··· DATASET ROWS

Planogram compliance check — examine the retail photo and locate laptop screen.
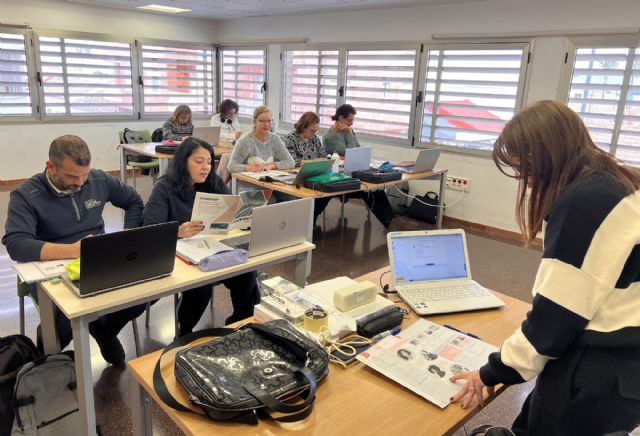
[390,233,469,284]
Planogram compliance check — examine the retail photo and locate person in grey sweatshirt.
[2,135,145,365]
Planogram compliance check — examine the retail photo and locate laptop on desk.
[62,221,179,297]
[191,126,221,146]
[393,148,440,174]
[387,229,504,315]
[225,198,313,257]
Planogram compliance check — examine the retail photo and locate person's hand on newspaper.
[178,221,204,238]
[449,370,494,409]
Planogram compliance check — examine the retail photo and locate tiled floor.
[0,177,540,436]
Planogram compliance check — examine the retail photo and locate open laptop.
[344,147,371,176]
[62,221,179,297]
[192,126,221,146]
[230,198,313,257]
[393,148,440,174]
[387,229,504,315]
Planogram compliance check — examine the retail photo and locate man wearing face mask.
[2,135,145,365]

······

INSTRUCTIONS FOR THE TASK → Reproduce every item above word for word, leaving out the picture.

THE REPLY →
Planogram compliance check — examine the retail photo and locate laptop screen.
[390,233,469,284]
Planogram compliance check — examine the retail photo and locate person in grey sweatshirt.
[2,135,145,365]
Planogram compliance check — examine the retail photo and locate laptop on desk.
[62,221,179,297]
[191,126,221,146]
[393,148,440,174]
[387,229,504,315]
[225,198,313,257]
Planogram compliance check — examine the retail photo and locate person's hand on newspaper.
[178,221,204,238]
[449,370,494,409]
Planogram compliance check — examine the retail photo and locate tiled floor.
[0,177,540,436]
Planogram compliance check — examine the retail photo and locate open laptop.
[344,147,371,176]
[62,221,179,297]
[192,126,221,146]
[230,198,313,257]
[393,148,440,174]
[387,229,504,315]
Planogram compliance check — examine the retail photo and locate man wearing face mask.
[2,135,145,365]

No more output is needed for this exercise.